# Exercise instructions
Since only the written part is wanted, repeat the records exactly and omit the pictures.

(Dataset entries)
>>
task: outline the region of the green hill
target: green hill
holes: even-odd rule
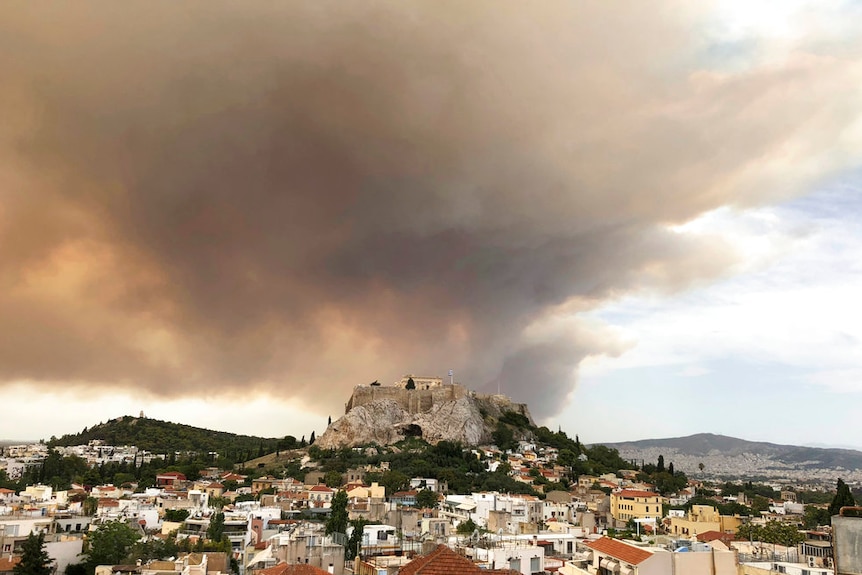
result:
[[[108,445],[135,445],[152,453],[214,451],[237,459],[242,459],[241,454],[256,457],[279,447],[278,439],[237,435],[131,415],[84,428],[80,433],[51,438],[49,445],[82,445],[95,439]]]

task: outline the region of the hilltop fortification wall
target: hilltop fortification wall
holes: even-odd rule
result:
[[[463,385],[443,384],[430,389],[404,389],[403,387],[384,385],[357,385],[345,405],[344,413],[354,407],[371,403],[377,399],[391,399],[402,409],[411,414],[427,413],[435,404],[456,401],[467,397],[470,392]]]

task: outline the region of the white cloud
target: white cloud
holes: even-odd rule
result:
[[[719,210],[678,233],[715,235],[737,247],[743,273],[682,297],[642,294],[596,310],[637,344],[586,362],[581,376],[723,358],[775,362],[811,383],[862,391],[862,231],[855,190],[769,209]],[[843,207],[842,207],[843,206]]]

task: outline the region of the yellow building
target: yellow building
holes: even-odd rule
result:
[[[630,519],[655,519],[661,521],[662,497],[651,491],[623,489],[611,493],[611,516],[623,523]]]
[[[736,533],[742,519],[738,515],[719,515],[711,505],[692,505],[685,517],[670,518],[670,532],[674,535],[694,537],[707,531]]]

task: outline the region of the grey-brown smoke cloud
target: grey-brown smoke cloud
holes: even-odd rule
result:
<<
# Result of the task
task: outline the region of the green hill
target: green hill
holes: even-odd rule
result:
[[[108,445],[135,445],[152,453],[214,451],[237,459],[242,459],[241,454],[256,457],[279,447],[278,439],[237,435],[131,415],[84,428],[80,433],[51,438],[49,445],[82,445],[95,439]]]

task: outline the region of the hilltop fortification wall
target: hilltop fortification wall
holes: even-odd rule
result:
[[[463,385],[443,384],[430,389],[404,389],[403,387],[384,385],[357,385],[345,405],[344,413],[354,407],[371,403],[377,399],[391,399],[402,409],[411,414],[427,413],[435,404],[456,401],[467,397],[470,392]]]

task: outline the region of the white cloud
target: white cloud
holes: even-odd rule
result:
[[[719,210],[678,233],[715,235],[737,247],[743,273],[682,297],[642,294],[596,310],[637,344],[586,362],[581,376],[723,358],[775,362],[811,383],[862,391],[862,231],[855,190],[769,209]],[[843,207],[842,207],[843,206]]]

task: outline the region of the yellow building
target: yellow building
holes: even-odd rule
result:
[[[630,519],[655,519],[661,521],[662,497],[651,491],[623,489],[611,493],[611,516],[623,523]]]
[[[736,533],[742,519],[738,515],[719,515],[711,505],[692,505],[685,517],[670,518],[670,532],[674,535],[694,537],[707,531]]]

task: outline the region of the grey-brown smoke cloud
target: grey-brown smoke cloud
holes: even-odd rule
result:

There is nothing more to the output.